--- EXERCISE MATERIALS ---

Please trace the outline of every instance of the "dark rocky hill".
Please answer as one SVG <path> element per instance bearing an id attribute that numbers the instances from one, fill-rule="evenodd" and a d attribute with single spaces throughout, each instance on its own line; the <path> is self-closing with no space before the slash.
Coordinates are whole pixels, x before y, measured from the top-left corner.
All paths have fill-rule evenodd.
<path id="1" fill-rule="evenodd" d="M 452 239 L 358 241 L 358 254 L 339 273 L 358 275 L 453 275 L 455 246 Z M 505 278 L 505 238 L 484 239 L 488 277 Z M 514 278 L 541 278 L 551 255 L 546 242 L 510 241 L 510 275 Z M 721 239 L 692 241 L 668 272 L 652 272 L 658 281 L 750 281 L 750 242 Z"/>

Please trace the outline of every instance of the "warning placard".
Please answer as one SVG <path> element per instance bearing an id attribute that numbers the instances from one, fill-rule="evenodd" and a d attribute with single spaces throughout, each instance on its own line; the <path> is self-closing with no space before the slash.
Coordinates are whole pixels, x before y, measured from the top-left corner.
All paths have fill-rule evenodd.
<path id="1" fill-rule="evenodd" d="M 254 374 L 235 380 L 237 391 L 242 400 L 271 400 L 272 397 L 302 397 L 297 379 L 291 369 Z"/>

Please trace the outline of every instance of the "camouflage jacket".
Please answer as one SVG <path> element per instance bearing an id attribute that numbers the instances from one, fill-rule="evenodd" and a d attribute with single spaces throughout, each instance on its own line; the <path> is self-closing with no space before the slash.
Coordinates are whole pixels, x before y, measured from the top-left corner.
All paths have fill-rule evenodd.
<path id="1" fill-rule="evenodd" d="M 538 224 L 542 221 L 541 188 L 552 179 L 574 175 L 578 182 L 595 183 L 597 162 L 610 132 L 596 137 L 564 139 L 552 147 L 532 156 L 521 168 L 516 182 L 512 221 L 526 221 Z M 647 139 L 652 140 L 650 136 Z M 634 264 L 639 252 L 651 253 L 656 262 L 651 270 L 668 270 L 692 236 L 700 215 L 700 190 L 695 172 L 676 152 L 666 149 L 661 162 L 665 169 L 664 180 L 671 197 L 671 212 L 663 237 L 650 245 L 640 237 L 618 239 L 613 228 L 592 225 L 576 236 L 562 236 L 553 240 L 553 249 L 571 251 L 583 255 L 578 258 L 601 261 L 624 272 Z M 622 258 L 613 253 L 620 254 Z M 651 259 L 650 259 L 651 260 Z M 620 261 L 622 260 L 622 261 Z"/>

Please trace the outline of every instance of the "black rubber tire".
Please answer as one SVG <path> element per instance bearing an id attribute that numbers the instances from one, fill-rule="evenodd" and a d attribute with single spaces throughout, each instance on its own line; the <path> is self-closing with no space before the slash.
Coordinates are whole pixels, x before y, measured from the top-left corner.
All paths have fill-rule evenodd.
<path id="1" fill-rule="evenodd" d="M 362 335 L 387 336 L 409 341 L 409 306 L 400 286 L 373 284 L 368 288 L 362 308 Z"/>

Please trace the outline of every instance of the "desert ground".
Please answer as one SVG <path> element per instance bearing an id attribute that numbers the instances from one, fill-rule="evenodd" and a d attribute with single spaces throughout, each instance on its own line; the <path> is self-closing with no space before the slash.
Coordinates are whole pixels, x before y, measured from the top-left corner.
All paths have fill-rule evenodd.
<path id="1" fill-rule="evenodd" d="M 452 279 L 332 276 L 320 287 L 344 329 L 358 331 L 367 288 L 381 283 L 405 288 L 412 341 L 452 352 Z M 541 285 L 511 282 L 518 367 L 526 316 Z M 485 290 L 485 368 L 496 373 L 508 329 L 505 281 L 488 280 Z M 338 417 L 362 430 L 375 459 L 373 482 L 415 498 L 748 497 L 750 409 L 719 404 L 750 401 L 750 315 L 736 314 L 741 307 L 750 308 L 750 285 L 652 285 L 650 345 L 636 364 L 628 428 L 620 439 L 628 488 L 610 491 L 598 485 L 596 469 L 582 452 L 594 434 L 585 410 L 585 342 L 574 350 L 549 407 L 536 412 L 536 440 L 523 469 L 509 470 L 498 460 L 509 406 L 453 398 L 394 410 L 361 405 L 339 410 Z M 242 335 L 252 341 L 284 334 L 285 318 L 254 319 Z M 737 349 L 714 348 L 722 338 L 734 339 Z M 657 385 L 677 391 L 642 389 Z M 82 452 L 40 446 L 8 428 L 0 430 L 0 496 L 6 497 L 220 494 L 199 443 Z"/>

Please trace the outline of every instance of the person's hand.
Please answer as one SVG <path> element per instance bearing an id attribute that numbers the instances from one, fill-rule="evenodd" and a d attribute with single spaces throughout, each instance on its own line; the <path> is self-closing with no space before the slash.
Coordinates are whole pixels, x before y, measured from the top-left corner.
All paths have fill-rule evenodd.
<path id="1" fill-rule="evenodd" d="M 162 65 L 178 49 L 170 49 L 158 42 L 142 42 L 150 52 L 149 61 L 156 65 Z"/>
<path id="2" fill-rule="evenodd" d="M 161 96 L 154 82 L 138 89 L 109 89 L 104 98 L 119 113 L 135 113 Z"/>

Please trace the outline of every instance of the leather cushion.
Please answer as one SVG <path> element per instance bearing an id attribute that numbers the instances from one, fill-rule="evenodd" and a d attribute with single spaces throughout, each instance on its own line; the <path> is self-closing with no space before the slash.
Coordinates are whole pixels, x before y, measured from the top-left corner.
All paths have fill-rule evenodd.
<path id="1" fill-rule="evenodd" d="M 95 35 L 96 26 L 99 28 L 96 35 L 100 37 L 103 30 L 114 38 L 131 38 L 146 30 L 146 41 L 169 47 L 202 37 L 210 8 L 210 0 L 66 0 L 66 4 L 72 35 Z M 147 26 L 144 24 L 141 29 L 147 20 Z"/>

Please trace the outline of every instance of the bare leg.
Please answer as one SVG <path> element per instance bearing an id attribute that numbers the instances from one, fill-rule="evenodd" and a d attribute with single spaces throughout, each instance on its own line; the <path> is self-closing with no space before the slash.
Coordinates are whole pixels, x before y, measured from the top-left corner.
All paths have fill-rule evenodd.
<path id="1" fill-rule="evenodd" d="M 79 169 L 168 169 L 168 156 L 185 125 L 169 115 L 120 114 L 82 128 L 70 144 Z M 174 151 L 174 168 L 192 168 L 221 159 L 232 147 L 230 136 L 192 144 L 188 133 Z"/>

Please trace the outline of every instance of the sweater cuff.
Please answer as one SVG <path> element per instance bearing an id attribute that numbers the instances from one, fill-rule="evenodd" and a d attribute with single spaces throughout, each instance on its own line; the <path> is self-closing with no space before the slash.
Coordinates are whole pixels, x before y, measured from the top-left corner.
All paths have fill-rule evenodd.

---

WHAT NEEDS TO BE DONE: Reproduce all of the material above word for word, changing nothing.

SOLUTION TO THIS TASK:
Please trace the outline of every instance of the "dark rocky hill".
Please answer as one SVG <path> element per instance bearing an id attribute that numbers the instances from one, fill-rule="evenodd" and a d attribute with single spaces throughout, each instance on its own line; the <path> is self-closing with no space before the slash.
Coordinates are whole pixels, x before y, measured from the top-left corner.
All paths have fill-rule evenodd.
<path id="1" fill-rule="evenodd" d="M 452 239 L 358 241 L 358 254 L 339 273 L 358 275 L 453 275 L 455 246 Z M 505 278 L 505 238 L 484 239 L 488 277 Z M 514 278 L 541 278 L 551 255 L 546 242 L 510 241 L 510 275 Z M 721 239 L 692 241 L 668 272 L 652 272 L 658 281 L 750 281 L 750 242 Z"/>

Please trace the outline of every instance of the "warning placard".
Please answer as one SVG <path> element per instance bearing an id attribute that numbers the instances from one, fill-rule="evenodd" and a d attribute with single spaces throughout, each instance on its own line; the <path> is self-closing with no space before the slash.
Coordinates are whole pixels, x before y, measured from the top-left corner.
All paths have fill-rule evenodd.
<path id="1" fill-rule="evenodd" d="M 254 374 L 235 380 L 237 391 L 242 400 L 271 400 L 272 397 L 302 397 L 297 379 L 291 369 Z"/>

Please trace the outline of every instance of the "camouflage jacket".
Please answer as one SVG <path> element per instance bearing an id attribute that numbers the instances from one, fill-rule="evenodd" and a d attribute with single spaces throughout, each instance on its own line; the <path> is self-closing with no space before the slash.
Coordinates are whole pixels, x before y, measured from the top-left corner.
All paths have fill-rule evenodd.
<path id="1" fill-rule="evenodd" d="M 538 224 L 542 221 L 541 188 L 552 179 L 574 175 L 578 182 L 595 183 L 597 162 L 610 132 L 596 137 L 564 139 L 552 147 L 532 156 L 521 168 L 516 182 L 512 221 L 526 221 Z M 647 139 L 652 140 L 650 136 Z M 634 264 L 639 252 L 651 253 L 656 262 L 651 270 L 668 270 L 692 236 L 700 215 L 700 190 L 695 172 L 676 152 L 666 149 L 661 162 L 665 169 L 664 180 L 671 197 L 671 212 L 663 237 L 650 245 L 640 237 L 618 239 L 613 228 L 592 225 L 576 236 L 562 236 L 553 240 L 553 249 L 571 251 L 583 255 L 578 258 L 601 261 L 624 272 Z M 622 258 L 613 253 L 620 254 Z M 651 259 L 650 259 L 651 260 Z M 620 261 L 622 260 L 622 261 Z"/>

Please trace the outline of every instance of the "black rubber tire".
Please answer as one SVG <path> element per instance bearing an id attribute that numbers the instances from one, fill-rule="evenodd" and a d attribute with single spaces throughout, each instance on its own line; the <path> is self-closing with no space before the slash.
Coordinates are whole pixels, x before y, measured from the top-left corner.
All paths have fill-rule evenodd.
<path id="1" fill-rule="evenodd" d="M 362 335 L 387 336 L 409 341 L 409 306 L 400 286 L 373 284 L 368 288 L 362 308 Z"/>

Please trace the outline of every instance of the "desert ground".
Please answer as one SVG <path> element per instance bearing an id attribute that numbers the instances from one, fill-rule="evenodd" and a d attribute with single spaces throughout, each instance on its own line; the <path> is self-closing with no space before the slash.
Coordinates are whole pixels, x before y, measured from the top-left corner.
All paths have fill-rule evenodd.
<path id="1" fill-rule="evenodd" d="M 452 279 L 332 276 L 320 287 L 344 329 L 358 331 L 367 288 L 381 283 L 405 288 L 412 341 L 452 352 Z M 541 285 L 511 282 L 518 367 L 526 316 Z M 485 290 L 485 368 L 496 373 L 508 329 L 505 281 L 488 280 Z M 338 417 L 362 430 L 375 459 L 373 482 L 415 498 L 748 497 L 750 409 L 719 404 L 750 401 L 750 315 L 736 314 L 741 307 L 750 308 L 750 285 L 652 285 L 650 345 L 636 364 L 628 428 L 620 439 L 628 488 L 610 491 L 598 485 L 596 469 L 582 452 L 594 434 L 585 410 L 585 342 L 574 350 L 549 407 L 536 412 L 536 440 L 523 469 L 509 470 L 498 460 L 509 406 L 453 398 L 394 410 L 361 405 L 339 410 Z M 242 335 L 252 341 L 284 334 L 285 318 L 254 319 Z M 737 349 L 714 348 L 722 338 L 734 339 Z M 657 385 L 677 391 L 642 389 Z M 82 452 L 40 446 L 8 428 L 0 430 L 0 496 L 6 497 L 220 494 L 199 443 Z"/>

Please trace the outline of every instance of the person's hand.
Please answer as one SVG <path> element per instance bearing an id attribute that numbers the instances from one, fill-rule="evenodd" and a d attribute with single spaces throughout, each instance on its own line; the <path> is self-closing with no space before the slash.
Coordinates are whole pixels, x before y, measured from the top-left corner.
All paths have fill-rule evenodd.
<path id="1" fill-rule="evenodd" d="M 162 65 L 178 49 L 170 49 L 158 42 L 142 42 L 150 52 L 149 61 L 156 65 Z"/>
<path id="2" fill-rule="evenodd" d="M 161 96 L 154 82 L 138 89 L 109 89 L 104 98 L 119 113 L 135 113 Z"/>

Please trace the outline of every instance of the leather cushion.
Please answer as one SVG <path> element per instance bearing an id attribute that numbers the instances from one, fill-rule="evenodd" and a d attribute with single spaces throughout, each instance on its own line; the <path> is self-closing with no space before the slash.
Coordinates are whole pixels, x before y, measured from the top-left corner.
All paths have fill-rule evenodd.
<path id="1" fill-rule="evenodd" d="M 95 35 L 96 26 L 99 28 L 96 35 L 100 37 L 103 30 L 114 38 L 131 38 L 146 30 L 146 41 L 169 47 L 202 37 L 210 8 L 210 0 L 66 0 L 66 4 L 72 35 Z M 147 26 L 144 24 L 141 29 L 147 20 Z"/>

Please trace the outline of every instance of the bare leg.
Please answer as one SVG <path> element per instance bearing an id attribute that numbers the instances from one, fill-rule="evenodd" and a d attribute with single spaces throughout, each instance on its own line; the <path> is self-closing with no space before the slash.
Coordinates are whole pixels, x before y, measured from the top-left corner.
All paths have fill-rule evenodd.
<path id="1" fill-rule="evenodd" d="M 79 169 L 168 169 L 168 156 L 185 125 L 169 115 L 120 114 L 82 128 L 70 144 Z M 174 151 L 174 168 L 192 168 L 221 159 L 232 147 L 230 136 L 192 144 L 188 133 Z"/>

Please trace the outline of every instance of the sweater cuff.
Please answer as one SVG <path> element per instance bearing an id attribute that numbers the instances from one, fill-rule="evenodd" and a d attribute with single spaces throughout, each instance on its own line; the <path> is self-closing with no space before the slash.
Coordinates are whole pixels, x before y, measured from the top-left corner.
All paths have fill-rule evenodd.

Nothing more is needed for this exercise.